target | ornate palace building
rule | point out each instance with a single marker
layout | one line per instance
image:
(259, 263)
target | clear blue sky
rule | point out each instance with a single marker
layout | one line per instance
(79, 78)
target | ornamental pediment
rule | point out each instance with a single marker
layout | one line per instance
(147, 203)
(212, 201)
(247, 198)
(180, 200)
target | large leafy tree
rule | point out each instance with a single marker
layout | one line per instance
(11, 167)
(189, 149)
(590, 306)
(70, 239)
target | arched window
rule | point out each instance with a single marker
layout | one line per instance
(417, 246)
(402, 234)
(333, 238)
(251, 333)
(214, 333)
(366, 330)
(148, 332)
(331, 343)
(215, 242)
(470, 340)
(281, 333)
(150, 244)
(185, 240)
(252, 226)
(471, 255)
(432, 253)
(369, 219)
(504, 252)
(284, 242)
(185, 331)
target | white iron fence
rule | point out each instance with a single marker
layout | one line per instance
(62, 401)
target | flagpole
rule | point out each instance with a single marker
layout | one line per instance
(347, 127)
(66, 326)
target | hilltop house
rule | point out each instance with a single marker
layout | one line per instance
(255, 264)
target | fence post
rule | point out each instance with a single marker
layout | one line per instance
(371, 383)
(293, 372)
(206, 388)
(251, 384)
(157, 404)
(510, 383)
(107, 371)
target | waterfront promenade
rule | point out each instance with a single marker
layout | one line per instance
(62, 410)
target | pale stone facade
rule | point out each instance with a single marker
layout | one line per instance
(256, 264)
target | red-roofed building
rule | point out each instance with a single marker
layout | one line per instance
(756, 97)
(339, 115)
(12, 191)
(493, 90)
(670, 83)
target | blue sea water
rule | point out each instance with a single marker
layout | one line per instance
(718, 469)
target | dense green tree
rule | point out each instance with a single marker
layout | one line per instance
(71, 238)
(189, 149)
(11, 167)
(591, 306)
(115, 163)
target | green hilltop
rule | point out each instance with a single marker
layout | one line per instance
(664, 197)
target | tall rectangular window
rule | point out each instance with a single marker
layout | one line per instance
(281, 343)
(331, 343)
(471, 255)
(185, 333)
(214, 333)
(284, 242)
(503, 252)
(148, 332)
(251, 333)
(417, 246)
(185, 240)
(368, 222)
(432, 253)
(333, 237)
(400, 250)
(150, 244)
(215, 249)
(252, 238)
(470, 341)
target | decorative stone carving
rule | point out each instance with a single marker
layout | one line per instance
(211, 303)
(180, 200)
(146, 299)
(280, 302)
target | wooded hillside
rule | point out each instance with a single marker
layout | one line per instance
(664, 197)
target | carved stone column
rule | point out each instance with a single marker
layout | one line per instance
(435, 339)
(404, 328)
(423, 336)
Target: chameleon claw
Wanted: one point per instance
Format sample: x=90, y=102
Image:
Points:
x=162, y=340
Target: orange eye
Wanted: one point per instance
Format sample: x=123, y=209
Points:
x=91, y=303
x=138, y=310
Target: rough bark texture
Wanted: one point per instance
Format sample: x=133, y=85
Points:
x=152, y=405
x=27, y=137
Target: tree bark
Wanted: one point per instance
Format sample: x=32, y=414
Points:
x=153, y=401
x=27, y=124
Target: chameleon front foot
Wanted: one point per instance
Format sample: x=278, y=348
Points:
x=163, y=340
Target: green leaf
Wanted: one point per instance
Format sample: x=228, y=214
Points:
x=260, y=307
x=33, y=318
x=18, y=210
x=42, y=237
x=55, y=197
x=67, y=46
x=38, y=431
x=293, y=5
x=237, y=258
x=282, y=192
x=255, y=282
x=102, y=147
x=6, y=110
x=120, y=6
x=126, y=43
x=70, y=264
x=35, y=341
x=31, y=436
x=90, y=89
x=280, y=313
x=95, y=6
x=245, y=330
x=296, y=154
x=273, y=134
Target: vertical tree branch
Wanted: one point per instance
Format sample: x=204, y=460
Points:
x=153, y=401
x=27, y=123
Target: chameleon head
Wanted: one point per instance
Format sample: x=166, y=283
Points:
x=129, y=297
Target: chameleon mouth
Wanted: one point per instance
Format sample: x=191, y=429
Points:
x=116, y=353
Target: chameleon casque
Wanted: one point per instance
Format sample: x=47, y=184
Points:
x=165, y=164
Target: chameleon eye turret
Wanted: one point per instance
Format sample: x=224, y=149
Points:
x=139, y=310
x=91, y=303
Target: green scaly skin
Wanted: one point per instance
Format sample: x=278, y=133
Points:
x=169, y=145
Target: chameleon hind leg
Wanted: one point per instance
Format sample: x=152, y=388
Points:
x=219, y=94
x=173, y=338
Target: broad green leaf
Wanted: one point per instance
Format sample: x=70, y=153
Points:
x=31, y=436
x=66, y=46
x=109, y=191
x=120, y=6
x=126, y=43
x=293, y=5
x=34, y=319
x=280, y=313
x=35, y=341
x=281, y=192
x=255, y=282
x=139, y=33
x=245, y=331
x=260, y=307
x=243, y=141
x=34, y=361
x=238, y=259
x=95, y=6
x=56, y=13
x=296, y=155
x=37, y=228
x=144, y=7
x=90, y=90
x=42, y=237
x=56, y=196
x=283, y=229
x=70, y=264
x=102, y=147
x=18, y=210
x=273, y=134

- - - -

*INSTRUCTION*
Repeat the records above exactly.

*WRITTEN RESPONSE*
target | ornate palace building
rule | point out each instance with a single marker
layout | one line per instance
image:
(259, 263)
target | clear blue sky
rule | point out each instance with a single marker
layout | one line per instance
(79, 78)
target | ornamental pediment
rule | point out each instance with a single marker
layout | one line per instance
(147, 203)
(212, 201)
(247, 198)
(180, 200)
target | large leafy tree
rule | point out each instance with a single marker
layout | one line per instance
(11, 167)
(189, 149)
(590, 306)
(70, 239)
target | arched window
rule | point out each instance with a single marker
layout | one line per instance
(417, 246)
(402, 234)
(333, 238)
(251, 333)
(214, 333)
(366, 330)
(148, 332)
(331, 343)
(215, 242)
(470, 340)
(281, 333)
(150, 244)
(185, 240)
(252, 226)
(471, 255)
(432, 253)
(369, 219)
(504, 252)
(284, 242)
(185, 331)
target | white iron fence
rule | point out each instance with a single marker
layout | one line per instance
(62, 401)
target | flagpole
rule | point out each instance with a single marker
layout | one line per instance
(347, 127)
(66, 326)
target | hilltop house
rule | point out each instance with a single marker
layout | one line per instance
(255, 264)
target | fence post
rule | point out each instance with a single marker
layout | one line per instance
(371, 383)
(293, 372)
(206, 388)
(251, 384)
(157, 404)
(510, 383)
(107, 371)
target | waterfront promenade
rule | point out each instance with a single marker
layout | one line per instance
(62, 410)
target | pale stone facade
rule | point out each instance with a single marker
layout | one line per instance
(256, 264)
target | red-roofed building
rule | point out each instance with a single marker
layout | one line per instance
(756, 97)
(339, 115)
(12, 191)
(493, 90)
(670, 83)
target | blue sea water
rule | point out each instance with a single marker
layout | one line per instance
(718, 469)
target | dense green tree
rule | point out each instance with a single marker
layout | one line per instance
(71, 238)
(189, 149)
(11, 167)
(591, 306)
(115, 163)
target | green hilltop
rule | point out each instance with a single marker
layout | one line per instance
(664, 197)
target | tall rectangular window
rule | point out each instance with a single marker
layout | one line per instance
(281, 343)
(331, 343)
(471, 255)
(185, 333)
(214, 333)
(284, 242)
(503, 252)
(148, 332)
(251, 333)
(417, 246)
(185, 240)
(368, 222)
(432, 253)
(333, 237)
(400, 250)
(150, 244)
(215, 249)
(252, 238)
(470, 341)
target | decorative stone carving
rule | point out each instance with a single marker
layout | one line per instance
(211, 303)
(180, 200)
(146, 299)
(280, 302)
target | wooded hillside
rule | point out each instance with a single marker
layout | one line per instance
(664, 197)
target | carved stone column
rule | point out each instance with a single marker
layout | one line per instance
(435, 339)
(404, 328)
(423, 336)
Target: chameleon claw
Wanted: one point per instance
Format sample: x=90, y=102
Image:
Points:
x=162, y=340
Target: orange eye
Wanted: one point per instance
Format sample: x=123, y=209
Points:
x=91, y=303
x=138, y=310
Target: rough bark texture
Wanted: one point per instance
Format sample: x=133, y=85
Points:
x=152, y=405
x=27, y=137
Target: tree bark
Wanted: one point per instance
Format sample: x=32, y=414
Points:
x=153, y=401
x=27, y=124
Target: chameleon front foot
Wanted: one point per instance
Format sample: x=278, y=348
Points:
x=163, y=340
Target: green leaf
Wanted: one point per instance
Format sample: x=228, y=214
Points:
x=260, y=307
x=33, y=318
x=18, y=210
x=42, y=237
x=55, y=197
x=67, y=46
x=38, y=431
x=293, y=5
x=237, y=258
x=282, y=192
x=255, y=282
x=102, y=147
x=6, y=110
x=120, y=6
x=126, y=43
x=70, y=264
x=35, y=341
x=31, y=436
x=90, y=89
x=280, y=313
x=95, y=6
x=245, y=330
x=296, y=154
x=273, y=134
Target: vertical tree branch
Wanted: one point per instance
Format sample: x=204, y=460
Points:
x=153, y=401
x=27, y=123
Target: chameleon head
Wanted: one point per instance
Format sample: x=166, y=283
Points:
x=129, y=297
Target: chameleon mouth
Wanted: one point per instance
Format sample: x=191, y=429
Points:
x=116, y=353
Target: chameleon casque
Wanted: one point per instance
Format sample: x=47, y=184
Points:
x=165, y=164
Target: chameleon eye turret
Wanted: one point per instance
Format sample: x=224, y=149
Points:
x=139, y=310
x=91, y=303
Target: green scaly skin
Wanted: one point per instance
Format sample: x=278, y=133
Points:
x=169, y=145
Target: chameleon hind leg
Wanted: one point per instance
Format sample: x=152, y=388
Points:
x=219, y=94
x=173, y=338
Target: broad green leaf
Wanted: one point per instance
Format sample: x=70, y=153
Points:
x=31, y=436
x=66, y=46
x=109, y=191
x=120, y=6
x=126, y=43
x=293, y=5
x=34, y=319
x=280, y=313
x=35, y=341
x=281, y=192
x=255, y=282
x=139, y=33
x=245, y=331
x=260, y=307
x=243, y=141
x=34, y=361
x=238, y=259
x=95, y=6
x=56, y=13
x=296, y=155
x=37, y=228
x=144, y=7
x=90, y=90
x=42, y=237
x=56, y=196
x=283, y=229
x=70, y=264
x=102, y=147
x=18, y=210
x=273, y=134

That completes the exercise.